EXERCISE A = In the Scala notes, how does a variable declared with var differ from one declared with val?

DataScience_Examples

All about DataSince, DataEngineering and ComputerScience

View the Project on GitHub datainsightat/DataScience_Examples

General

Variables

var: Variable can be changed
val: Variable can not be changed

scala > var myVarialbe1: Int = 3
scala > val myVariable2: Double = 3
scala > var myVariable3: Straing = "Big"

scala > val varlable 1 = s"${myVariable3} Data"
scala > printf("Examples of integer %d and string %s ",5," "Big Data")

Data Strucutres

An array is a fixes size data structure

scala > var myArray1 = Array[String](3)
scala > myArray1(0) = "a"

scala > val myList = List(10,20,30,40)
scala > val myList = List(10,20,"Big Data",40)

scala > val mypValue = Map(("key1",10),("key2",20))

Logic

if (10=10) {
  println("inside if")

INPUT ROWS =
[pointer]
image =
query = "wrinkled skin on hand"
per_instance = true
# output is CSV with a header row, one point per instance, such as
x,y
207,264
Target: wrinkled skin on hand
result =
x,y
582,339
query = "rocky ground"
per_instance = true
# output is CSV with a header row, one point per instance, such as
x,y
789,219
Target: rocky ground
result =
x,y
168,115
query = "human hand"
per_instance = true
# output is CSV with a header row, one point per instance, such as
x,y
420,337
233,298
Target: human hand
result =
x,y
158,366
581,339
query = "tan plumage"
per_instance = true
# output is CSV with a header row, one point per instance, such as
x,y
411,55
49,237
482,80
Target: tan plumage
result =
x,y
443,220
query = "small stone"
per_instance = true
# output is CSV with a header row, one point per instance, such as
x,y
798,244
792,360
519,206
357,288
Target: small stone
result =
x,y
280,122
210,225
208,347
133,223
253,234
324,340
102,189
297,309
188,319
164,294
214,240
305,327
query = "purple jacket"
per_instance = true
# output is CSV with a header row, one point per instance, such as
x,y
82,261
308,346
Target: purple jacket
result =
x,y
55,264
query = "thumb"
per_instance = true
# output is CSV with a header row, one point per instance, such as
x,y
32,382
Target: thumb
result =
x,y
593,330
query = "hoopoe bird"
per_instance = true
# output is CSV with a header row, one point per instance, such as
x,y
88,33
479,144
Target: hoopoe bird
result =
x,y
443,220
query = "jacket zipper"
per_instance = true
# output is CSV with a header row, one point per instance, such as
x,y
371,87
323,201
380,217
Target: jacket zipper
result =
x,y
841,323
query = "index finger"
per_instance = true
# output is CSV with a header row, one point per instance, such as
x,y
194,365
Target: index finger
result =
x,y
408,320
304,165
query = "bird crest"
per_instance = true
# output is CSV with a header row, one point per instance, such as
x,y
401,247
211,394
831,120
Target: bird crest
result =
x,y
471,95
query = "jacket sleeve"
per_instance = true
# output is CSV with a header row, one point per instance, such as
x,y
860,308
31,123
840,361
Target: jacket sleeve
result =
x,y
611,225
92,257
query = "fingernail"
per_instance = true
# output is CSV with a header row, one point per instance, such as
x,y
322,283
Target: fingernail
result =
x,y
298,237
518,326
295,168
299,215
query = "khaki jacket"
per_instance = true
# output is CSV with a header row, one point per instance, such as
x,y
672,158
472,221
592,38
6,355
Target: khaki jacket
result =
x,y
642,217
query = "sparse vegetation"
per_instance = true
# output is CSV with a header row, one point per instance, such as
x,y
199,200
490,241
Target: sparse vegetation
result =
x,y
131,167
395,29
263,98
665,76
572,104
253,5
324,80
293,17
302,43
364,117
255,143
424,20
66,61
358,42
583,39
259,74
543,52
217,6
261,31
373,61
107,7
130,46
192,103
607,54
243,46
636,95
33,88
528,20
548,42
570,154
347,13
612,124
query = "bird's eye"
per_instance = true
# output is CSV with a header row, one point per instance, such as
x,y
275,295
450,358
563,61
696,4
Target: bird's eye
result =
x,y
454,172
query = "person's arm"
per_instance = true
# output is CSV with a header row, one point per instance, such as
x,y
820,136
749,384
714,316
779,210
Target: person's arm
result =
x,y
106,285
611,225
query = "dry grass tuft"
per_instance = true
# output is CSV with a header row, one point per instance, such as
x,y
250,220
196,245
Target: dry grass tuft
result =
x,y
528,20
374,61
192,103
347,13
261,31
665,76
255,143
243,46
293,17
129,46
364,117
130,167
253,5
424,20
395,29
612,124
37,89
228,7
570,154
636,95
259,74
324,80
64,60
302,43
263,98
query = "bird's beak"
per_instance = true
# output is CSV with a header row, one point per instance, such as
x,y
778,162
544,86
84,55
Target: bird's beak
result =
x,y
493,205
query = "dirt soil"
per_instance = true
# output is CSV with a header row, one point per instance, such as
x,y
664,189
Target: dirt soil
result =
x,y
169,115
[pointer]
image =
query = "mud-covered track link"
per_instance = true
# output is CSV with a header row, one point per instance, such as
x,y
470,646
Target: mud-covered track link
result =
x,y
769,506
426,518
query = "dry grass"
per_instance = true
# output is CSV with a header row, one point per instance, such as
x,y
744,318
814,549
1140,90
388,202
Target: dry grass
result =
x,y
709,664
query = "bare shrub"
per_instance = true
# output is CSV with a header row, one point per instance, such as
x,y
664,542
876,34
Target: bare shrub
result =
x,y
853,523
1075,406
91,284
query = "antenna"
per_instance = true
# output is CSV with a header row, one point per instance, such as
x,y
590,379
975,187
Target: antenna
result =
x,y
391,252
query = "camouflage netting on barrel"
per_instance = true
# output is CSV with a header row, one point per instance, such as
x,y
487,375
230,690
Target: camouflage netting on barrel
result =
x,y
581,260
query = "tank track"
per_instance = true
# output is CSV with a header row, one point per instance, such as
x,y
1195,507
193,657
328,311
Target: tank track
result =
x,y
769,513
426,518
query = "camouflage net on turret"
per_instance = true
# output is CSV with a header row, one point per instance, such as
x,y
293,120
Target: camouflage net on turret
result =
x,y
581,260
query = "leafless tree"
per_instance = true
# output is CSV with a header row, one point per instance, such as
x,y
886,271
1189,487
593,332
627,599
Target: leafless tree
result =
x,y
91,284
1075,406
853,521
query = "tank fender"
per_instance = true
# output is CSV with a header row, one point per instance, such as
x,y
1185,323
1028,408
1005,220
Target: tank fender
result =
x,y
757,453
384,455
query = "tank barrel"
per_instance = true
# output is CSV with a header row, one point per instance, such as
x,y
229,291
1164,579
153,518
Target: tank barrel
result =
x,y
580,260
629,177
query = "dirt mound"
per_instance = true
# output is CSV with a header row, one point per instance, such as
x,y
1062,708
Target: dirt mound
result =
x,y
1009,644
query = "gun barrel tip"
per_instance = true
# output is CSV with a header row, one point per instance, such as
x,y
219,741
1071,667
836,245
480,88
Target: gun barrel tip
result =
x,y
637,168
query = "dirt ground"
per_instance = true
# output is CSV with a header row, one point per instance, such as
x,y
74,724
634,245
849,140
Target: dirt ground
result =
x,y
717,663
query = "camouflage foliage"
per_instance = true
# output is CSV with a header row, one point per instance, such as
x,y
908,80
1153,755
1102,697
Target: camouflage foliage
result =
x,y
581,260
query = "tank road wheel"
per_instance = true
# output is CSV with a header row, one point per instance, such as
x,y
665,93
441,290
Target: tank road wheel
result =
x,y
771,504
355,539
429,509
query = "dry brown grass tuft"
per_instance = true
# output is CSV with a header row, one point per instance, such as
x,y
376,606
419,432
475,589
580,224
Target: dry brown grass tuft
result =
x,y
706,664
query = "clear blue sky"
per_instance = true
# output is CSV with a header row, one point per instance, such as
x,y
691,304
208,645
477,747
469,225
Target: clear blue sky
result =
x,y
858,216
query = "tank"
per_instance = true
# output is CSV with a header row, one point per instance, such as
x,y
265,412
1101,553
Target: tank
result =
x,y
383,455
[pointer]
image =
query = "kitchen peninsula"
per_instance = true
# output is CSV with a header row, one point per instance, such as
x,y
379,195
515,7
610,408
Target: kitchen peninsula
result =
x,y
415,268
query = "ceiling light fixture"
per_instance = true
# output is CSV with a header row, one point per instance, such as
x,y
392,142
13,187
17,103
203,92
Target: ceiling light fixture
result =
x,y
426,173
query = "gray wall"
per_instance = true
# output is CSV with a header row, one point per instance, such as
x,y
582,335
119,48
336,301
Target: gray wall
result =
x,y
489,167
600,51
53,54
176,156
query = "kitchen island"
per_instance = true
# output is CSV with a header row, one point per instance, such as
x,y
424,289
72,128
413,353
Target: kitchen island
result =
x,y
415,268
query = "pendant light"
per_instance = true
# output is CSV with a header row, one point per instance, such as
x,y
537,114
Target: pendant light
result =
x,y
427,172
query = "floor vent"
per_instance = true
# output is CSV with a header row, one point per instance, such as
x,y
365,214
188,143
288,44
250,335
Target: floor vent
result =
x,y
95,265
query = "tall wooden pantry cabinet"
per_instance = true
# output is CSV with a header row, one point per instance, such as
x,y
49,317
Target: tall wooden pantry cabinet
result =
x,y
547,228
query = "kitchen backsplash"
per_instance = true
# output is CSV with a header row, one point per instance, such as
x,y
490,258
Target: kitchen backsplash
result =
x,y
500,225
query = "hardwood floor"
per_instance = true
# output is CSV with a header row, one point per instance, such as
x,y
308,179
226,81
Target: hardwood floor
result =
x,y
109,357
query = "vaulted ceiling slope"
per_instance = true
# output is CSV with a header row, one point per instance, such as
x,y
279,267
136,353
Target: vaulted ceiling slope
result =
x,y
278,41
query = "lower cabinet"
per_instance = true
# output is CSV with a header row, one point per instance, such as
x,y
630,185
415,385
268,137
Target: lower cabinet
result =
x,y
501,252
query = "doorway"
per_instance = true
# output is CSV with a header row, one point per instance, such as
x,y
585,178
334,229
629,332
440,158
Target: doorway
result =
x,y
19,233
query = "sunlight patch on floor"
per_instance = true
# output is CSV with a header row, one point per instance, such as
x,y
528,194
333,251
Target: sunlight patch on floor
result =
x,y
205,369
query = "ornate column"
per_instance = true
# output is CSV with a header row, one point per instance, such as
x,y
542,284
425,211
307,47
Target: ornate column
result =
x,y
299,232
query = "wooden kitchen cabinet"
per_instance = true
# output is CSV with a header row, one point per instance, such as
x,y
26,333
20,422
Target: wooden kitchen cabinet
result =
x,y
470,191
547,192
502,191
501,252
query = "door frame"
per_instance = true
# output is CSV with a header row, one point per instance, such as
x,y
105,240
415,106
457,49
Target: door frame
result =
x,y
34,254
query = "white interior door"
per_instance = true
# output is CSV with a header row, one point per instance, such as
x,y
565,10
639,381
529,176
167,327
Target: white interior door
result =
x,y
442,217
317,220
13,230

EXERCISE B = List every line of the listing that contains the word "plumage". Case counts.

FULL SOLUTION A = A var can be changed, while a val cannot be changed.

FULL SOLUTION B =
query = "tan plumage"
Target: tan plumage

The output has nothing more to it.